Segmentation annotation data
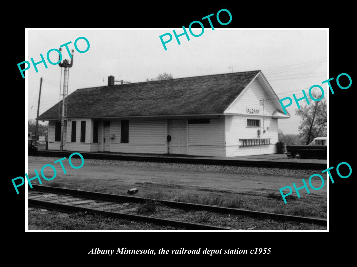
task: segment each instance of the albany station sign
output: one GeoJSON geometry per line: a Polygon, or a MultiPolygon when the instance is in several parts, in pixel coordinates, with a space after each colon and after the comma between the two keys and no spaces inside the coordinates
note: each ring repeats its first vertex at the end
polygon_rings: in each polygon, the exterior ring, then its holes
{"type": "Polygon", "coordinates": [[[247,113],[252,114],[259,114],[260,109],[247,109],[247,113]]]}

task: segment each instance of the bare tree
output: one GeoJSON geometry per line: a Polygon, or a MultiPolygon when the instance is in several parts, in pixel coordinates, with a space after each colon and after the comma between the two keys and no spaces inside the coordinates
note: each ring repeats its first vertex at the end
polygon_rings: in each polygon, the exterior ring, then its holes
{"type": "MultiPolygon", "coordinates": [[[[316,99],[318,96],[313,94],[316,99]]],[[[299,126],[300,137],[303,137],[306,143],[308,145],[316,137],[326,135],[327,121],[326,100],[311,101],[300,109],[296,110],[295,114],[301,117],[301,124],[299,126]]]]}
{"type": "Polygon", "coordinates": [[[163,74],[159,74],[159,76],[156,78],[151,78],[149,80],[149,78],[146,78],[146,82],[150,82],[151,81],[160,81],[162,80],[170,80],[171,79],[174,79],[172,75],[170,73],[167,74],[166,72],[164,72],[163,74]]]}

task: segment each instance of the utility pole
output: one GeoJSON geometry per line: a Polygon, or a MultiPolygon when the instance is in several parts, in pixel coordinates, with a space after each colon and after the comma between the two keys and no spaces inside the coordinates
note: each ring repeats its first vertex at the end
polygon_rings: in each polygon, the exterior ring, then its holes
{"type": "MultiPolygon", "coordinates": [[[[41,98],[41,87],[42,86],[42,81],[43,80],[42,77],[40,79],[40,93],[39,94],[39,104],[37,105],[37,116],[36,118],[39,117],[39,112],[40,112],[40,99],[41,98]]],[[[39,120],[36,120],[36,129],[35,130],[35,145],[37,144],[37,128],[39,127],[39,120]]]]}
{"type": "MultiPolygon", "coordinates": [[[[60,48],[60,51],[62,50],[60,48]]],[[[61,95],[62,96],[62,115],[61,116],[61,145],[60,146],[60,150],[63,150],[63,133],[64,130],[65,124],[67,121],[67,96],[68,95],[68,71],[69,68],[71,67],[73,64],[73,49],[72,49],[72,57],[71,58],[71,63],[70,63],[68,59],[64,59],[62,63],[60,63],[58,65],[61,68],[64,68],[65,70],[63,78],[63,93],[61,95]]],[[[59,56],[58,57],[59,61],[60,58],[59,56]]]]}

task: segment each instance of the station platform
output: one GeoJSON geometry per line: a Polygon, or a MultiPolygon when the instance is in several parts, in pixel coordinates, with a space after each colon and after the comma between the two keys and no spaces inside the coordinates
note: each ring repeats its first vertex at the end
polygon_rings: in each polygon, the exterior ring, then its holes
{"type": "MultiPolygon", "coordinates": [[[[68,157],[75,151],[40,150],[30,153],[29,155],[43,156],[68,157]]],[[[285,154],[272,154],[241,157],[212,157],[171,154],[144,154],[117,153],[111,152],[82,152],[85,158],[114,159],[134,161],[147,161],[167,162],[181,162],[193,164],[220,165],[256,166],[272,167],[299,167],[300,168],[326,168],[326,159],[295,159],[288,158],[285,154]]]]}

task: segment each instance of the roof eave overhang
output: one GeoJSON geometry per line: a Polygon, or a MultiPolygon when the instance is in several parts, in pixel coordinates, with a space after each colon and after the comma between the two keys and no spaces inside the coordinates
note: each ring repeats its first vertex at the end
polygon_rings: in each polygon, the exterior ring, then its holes
{"type": "MultiPolygon", "coordinates": [[[[82,116],[82,117],[69,117],[68,119],[76,120],[79,119],[120,119],[120,118],[162,118],[164,119],[167,117],[197,117],[203,116],[223,116],[225,115],[223,113],[200,113],[197,114],[177,114],[174,115],[165,114],[160,115],[138,115],[136,116],[82,116]]],[[[59,118],[52,118],[47,119],[39,119],[36,118],[35,120],[43,121],[54,121],[59,120],[60,119],[59,118]]]]}

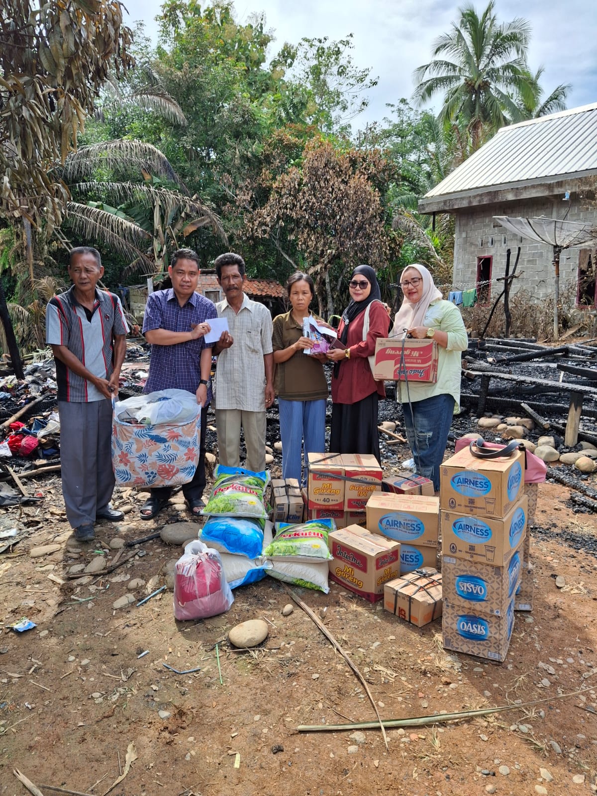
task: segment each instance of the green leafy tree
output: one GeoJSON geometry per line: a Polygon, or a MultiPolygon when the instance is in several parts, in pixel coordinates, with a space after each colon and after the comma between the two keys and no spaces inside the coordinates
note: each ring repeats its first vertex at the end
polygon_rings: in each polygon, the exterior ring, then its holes
{"type": "Polygon", "coordinates": [[[533,102],[537,92],[526,62],[529,23],[519,17],[500,23],[494,11],[494,0],[481,15],[471,4],[459,9],[458,24],[434,42],[433,60],[414,72],[416,102],[443,93],[440,119],[469,125],[473,149],[484,128],[519,121],[519,102],[533,102]]]}

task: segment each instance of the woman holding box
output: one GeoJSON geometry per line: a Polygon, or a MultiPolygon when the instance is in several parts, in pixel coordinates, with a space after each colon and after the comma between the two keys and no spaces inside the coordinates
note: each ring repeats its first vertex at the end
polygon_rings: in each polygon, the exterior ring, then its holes
{"type": "Polygon", "coordinates": [[[313,279],[297,271],[286,286],[292,309],[274,318],[271,341],[282,439],[282,478],[302,478],[302,450],[322,453],[326,449],[327,381],[323,353],[309,354],[313,341],[302,334],[302,322],[310,315],[309,305],[315,293],[313,279]]]}
{"type": "Polygon", "coordinates": [[[438,344],[437,381],[399,382],[406,435],[416,472],[431,478],[439,490],[439,466],[446,452],[450,424],[459,412],[460,352],[468,346],[460,310],[444,301],[424,265],[415,263],[402,271],[404,299],[394,319],[392,336],[407,335],[438,344]]]}
{"type": "Polygon", "coordinates": [[[387,337],[389,318],[370,266],[355,268],[349,290],[350,303],[338,326],[338,339],[345,348],[327,353],[335,363],[330,451],[372,454],[379,462],[377,404],[385,390],[383,381],[373,379],[368,357],[375,353],[377,338],[387,337]]]}

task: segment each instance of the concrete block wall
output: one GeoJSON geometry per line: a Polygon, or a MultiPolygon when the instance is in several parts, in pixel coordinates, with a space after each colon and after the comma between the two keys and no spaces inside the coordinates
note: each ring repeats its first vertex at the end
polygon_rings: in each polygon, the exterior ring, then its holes
{"type": "MultiPolygon", "coordinates": [[[[566,217],[567,220],[588,222],[597,228],[597,210],[582,207],[578,201],[564,201],[561,196],[504,202],[501,205],[480,205],[455,211],[454,288],[466,290],[474,287],[478,257],[493,258],[492,279],[503,276],[505,271],[506,249],[512,250],[510,259],[510,268],[512,268],[517,248],[520,246],[521,257],[517,273],[524,271],[524,275],[514,280],[512,292],[525,288],[537,301],[552,296],[553,295],[552,247],[525,238],[521,240],[519,236],[507,232],[503,227],[498,225],[498,222],[494,220],[494,217],[547,216],[549,218],[561,219],[564,218],[568,207],[570,209],[566,217]],[[492,237],[493,245],[490,243],[492,237]],[[479,245],[480,239],[482,239],[482,245],[479,245]]],[[[576,283],[579,252],[578,248],[566,249],[562,252],[560,261],[560,290],[564,290],[571,283],[575,285],[576,283]]],[[[501,291],[502,286],[503,283],[491,285],[490,300],[492,298],[497,298],[501,291]]]]}

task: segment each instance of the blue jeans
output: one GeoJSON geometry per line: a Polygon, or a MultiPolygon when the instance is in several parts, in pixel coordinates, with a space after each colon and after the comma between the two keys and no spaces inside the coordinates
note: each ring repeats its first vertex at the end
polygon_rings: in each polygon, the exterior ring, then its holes
{"type": "Polygon", "coordinates": [[[326,450],[326,401],[284,400],[278,399],[282,439],[282,478],[296,478],[303,486],[302,449],[305,458],[308,453],[323,453],[326,450]],[[304,440],[304,446],[303,446],[304,440]]]}
{"type": "Polygon", "coordinates": [[[439,466],[446,452],[454,404],[452,396],[441,395],[402,405],[406,435],[416,472],[423,478],[431,478],[436,492],[439,489],[439,466]]]}

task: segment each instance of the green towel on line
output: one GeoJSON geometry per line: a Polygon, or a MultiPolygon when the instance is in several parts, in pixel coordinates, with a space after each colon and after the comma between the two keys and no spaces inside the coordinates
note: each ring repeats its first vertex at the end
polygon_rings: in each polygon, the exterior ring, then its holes
{"type": "Polygon", "coordinates": [[[477,290],[462,291],[462,306],[474,306],[477,301],[477,290]]]}

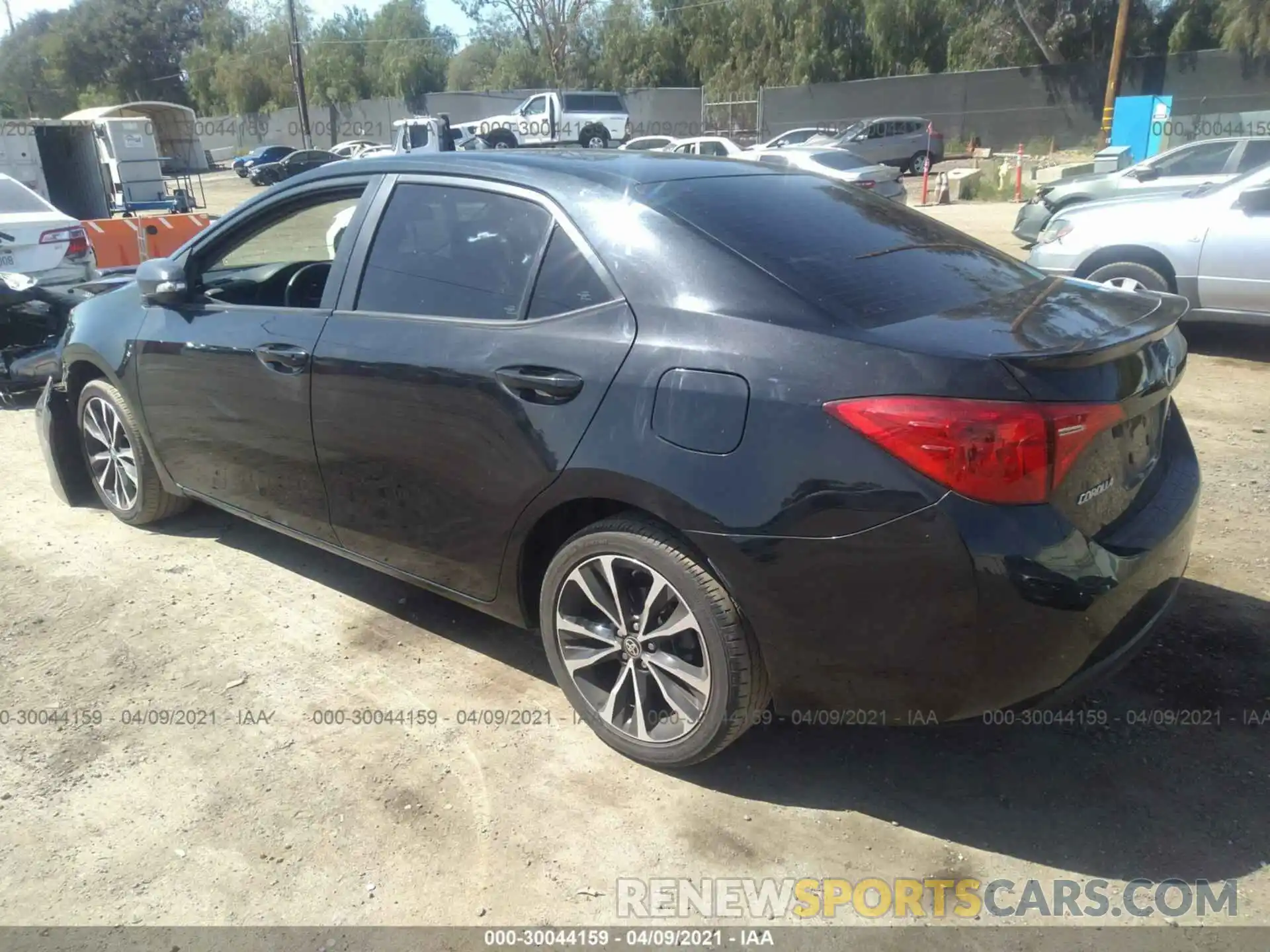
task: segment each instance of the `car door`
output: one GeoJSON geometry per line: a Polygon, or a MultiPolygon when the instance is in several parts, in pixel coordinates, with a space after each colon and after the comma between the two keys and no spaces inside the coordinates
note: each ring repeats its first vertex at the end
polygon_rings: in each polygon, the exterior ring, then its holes
{"type": "Polygon", "coordinates": [[[328,542],[310,363],[353,244],[331,260],[326,234],[370,182],[314,183],[210,234],[184,260],[188,302],[149,307],[136,341],[142,413],[173,479],[328,542]]]}
{"type": "Polygon", "coordinates": [[[1224,182],[1233,170],[1231,160],[1237,140],[1193,142],[1147,162],[1153,174],[1147,178],[1121,175],[1120,194],[1135,192],[1184,192],[1212,182],[1224,182]]]}
{"type": "Polygon", "coordinates": [[[521,114],[521,127],[516,131],[522,145],[532,146],[551,141],[551,114],[546,94],[533,96],[521,114]]]}
{"type": "Polygon", "coordinates": [[[331,523],[358,555],[491,599],[511,528],[577,448],[634,315],[535,192],[403,176],[372,217],[314,358],[331,523]]]}
{"type": "Polygon", "coordinates": [[[1220,195],[1220,206],[1209,221],[1200,249],[1201,307],[1270,314],[1267,189],[1270,169],[1251,176],[1236,194],[1220,195]]]}

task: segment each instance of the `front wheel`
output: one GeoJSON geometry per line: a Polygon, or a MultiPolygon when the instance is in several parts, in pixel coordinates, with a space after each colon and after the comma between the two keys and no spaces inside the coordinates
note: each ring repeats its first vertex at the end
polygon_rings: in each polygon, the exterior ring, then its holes
{"type": "Polygon", "coordinates": [[[1090,274],[1088,281],[1096,281],[1120,291],[1168,292],[1168,279],[1163,274],[1137,261],[1116,261],[1104,265],[1090,274]]]}
{"type": "Polygon", "coordinates": [[[608,129],[603,126],[588,126],[578,136],[583,149],[608,149],[608,129]]]}
{"type": "Polygon", "coordinates": [[[579,717],[635,760],[705,760],[767,707],[767,670],[737,605],[655,523],[616,517],[569,539],[547,569],[540,618],[579,717]]]}
{"type": "Polygon", "coordinates": [[[84,463],[98,498],[130,526],[175,515],[189,500],[163,487],[123,395],[103,380],[80,391],[76,414],[84,463]]]}

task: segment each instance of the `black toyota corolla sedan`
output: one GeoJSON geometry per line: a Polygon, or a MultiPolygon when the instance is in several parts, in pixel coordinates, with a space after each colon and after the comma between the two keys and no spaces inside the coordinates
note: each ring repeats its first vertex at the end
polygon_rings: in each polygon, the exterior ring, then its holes
{"type": "Polygon", "coordinates": [[[1052,279],[818,175],[632,152],[338,162],[79,306],[58,493],[202,500],[542,632],[662,767],[775,704],[1053,704],[1186,566],[1185,301],[1052,279]]]}

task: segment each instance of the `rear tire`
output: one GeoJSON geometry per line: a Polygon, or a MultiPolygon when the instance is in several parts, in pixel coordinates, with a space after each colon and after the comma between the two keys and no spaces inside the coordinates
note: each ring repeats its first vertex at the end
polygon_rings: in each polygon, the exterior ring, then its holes
{"type": "Polygon", "coordinates": [[[1168,279],[1154,268],[1137,261],[1116,261],[1105,264],[1090,274],[1087,281],[1096,281],[1121,291],[1161,291],[1168,293],[1168,279]]]}
{"type": "Polygon", "coordinates": [[[908,173],[911,175],[921,175],[926,171],[926,156],[928,156],[925,149],[917,152],[912,159],[908,160],[908,173]]]}
{"type": "Polygon", "coordinates": [[[599,739],[634,760],[698,763],[767,707],[767,669],[735,603],[657,523],[618,515],[577,533],[551,560],[538,600],[556,683],[599,739]]]}
{"type": "Polygon", "coordinates": [[[189,508],[188,499],[163,487],[132,409],[116,387],[104,380],[85,383],[75,421],[93,489],[116,518],[145,526],[189,508]]]}

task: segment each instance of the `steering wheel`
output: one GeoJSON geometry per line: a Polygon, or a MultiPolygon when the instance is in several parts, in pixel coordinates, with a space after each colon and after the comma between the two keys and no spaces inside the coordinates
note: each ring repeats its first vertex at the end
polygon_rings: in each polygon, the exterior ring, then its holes
{"type": "Polygon", "coordinates": [[[298,268],[287,282],[287,289],[282,294],[282,306],[321,307],[328,274],[330,274],[330,261],[314,261],[298,268]]]}

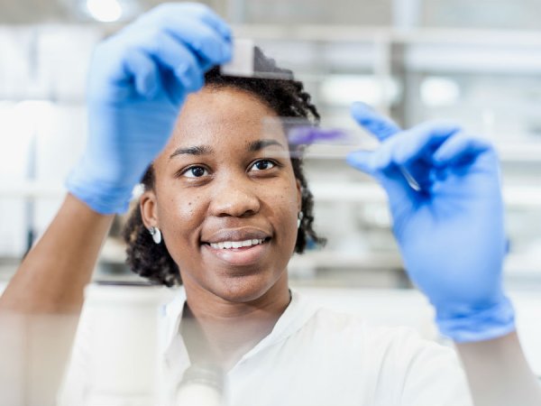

> [PROBLEM REQUIREMENTS]:
Pick out every line of the data above that contains the word "tree", matching case exactly, and copy those lines.

> [SOLUTION BELOW]:
task: segment each instance of the bare tree
task: segment each instance of the green leafy tree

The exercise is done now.